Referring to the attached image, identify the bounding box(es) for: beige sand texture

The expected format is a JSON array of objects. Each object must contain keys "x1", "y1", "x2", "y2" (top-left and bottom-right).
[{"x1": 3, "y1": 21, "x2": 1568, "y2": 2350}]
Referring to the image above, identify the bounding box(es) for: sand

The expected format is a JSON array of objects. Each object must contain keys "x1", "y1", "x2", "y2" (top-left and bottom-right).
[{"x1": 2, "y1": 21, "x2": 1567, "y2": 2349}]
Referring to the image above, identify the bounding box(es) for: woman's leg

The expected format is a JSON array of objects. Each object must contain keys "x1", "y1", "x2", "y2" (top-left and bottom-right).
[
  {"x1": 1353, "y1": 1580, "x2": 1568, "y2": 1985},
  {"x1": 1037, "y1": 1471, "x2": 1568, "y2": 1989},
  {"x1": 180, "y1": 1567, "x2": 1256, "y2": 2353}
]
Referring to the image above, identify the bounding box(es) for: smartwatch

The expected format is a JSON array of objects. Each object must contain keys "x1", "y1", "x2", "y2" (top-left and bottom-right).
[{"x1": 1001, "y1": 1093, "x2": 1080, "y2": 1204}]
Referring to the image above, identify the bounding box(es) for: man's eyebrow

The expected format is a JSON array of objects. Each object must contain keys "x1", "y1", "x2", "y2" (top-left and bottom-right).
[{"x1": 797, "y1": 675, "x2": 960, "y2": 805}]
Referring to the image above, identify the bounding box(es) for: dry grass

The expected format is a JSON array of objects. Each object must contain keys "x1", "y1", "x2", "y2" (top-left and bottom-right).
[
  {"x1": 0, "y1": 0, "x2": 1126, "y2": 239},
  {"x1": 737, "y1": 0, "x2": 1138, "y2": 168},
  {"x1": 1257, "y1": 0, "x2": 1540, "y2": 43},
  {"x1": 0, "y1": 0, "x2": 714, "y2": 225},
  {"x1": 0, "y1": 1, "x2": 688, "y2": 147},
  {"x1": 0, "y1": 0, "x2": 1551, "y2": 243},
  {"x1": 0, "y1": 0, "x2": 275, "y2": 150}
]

+ + + +

## Exercise prompt
The material must be transcribed exactly, down to the last line.

## Answer below
Referring to the attached image, identify the bounding box(es) for: beige sand texture

The expected format is a JSON array of objects. Each object must contain keys "x1", "y1", "x2", "y2" (top-left and bottom-right).
[{"x1": 3, "y1": 21, "x2": 1568, "y2": 2350}]
Referring to the image above, identify the bounding box(es) for: sand

The expected format is a JSON array of objects. Each object must contain keys "x1", "y1", "x2", "y2" (top-left and bottom-right).
[{"x1": 2, "y1": 21, "x2": 1567, "y2": 2349}]
Referring to the image above, identify the bounding box(es) for: woman's leg

The expected format is a JSON array of objects. Each object must contain keys "x1", "y1", "x2", "y2" (top-left and bottom-right).
[
  {"x1": 1353, "y1": 1580, "x2": 1568, "y2": 1985},
  {"x1": 1037, "y1": 1471, "x2": 1568, "y2": 1989},
  {"x1": 180, "y1": 1567, "x2": 1256, "y2": 2353}
]
Referring to the image above, identify the bounding box(es) for: smartwatch

The expected format is a JSON array of objects. Each object must contain keys "x1", "y1", "x2", "y2" (top-left and bottom-right).
[{"x1": 1001, "y1": 1093, "x2": 1080, "y2": 1204}]
Referring to the image above, identify the bounding box(es) for: man's eyebrow

The expected format is a JSON array of objects. Each object must contain keys "x1", "y1", "x2", "y2" (top-left and bottom-right).
[{"x1": 797, "y1": 675, "x2": 960, "y2": 805}]
Referring to the image above, identify the bounding box(es) for: dry grass

The expected format is a JSON array of objects. Each object must contain keys "x1", "y1", "x2", "y2" (top-left and bottom-right).
[
  {"x1": 0, "y1": 0, "x2": 1126, "y2": 239},
  {"x1": 737, "y1": 0, "x2": 1138, "y2": 168},
  {"x1": 1257, "y1": 0, "x2": 1540, "y2": 43},
  {"x1": 0, "y1": 0, "x2": 714, "y2": 225},
  {"x1": 0, "y1": 1, "x2": 688, "y2": 147},
  {"x1": 0, "y1": 0, "x2": 1551, "y2": 243},
  {"x1": 0, "y1": 0, "x2": 275, "y2": 150}
]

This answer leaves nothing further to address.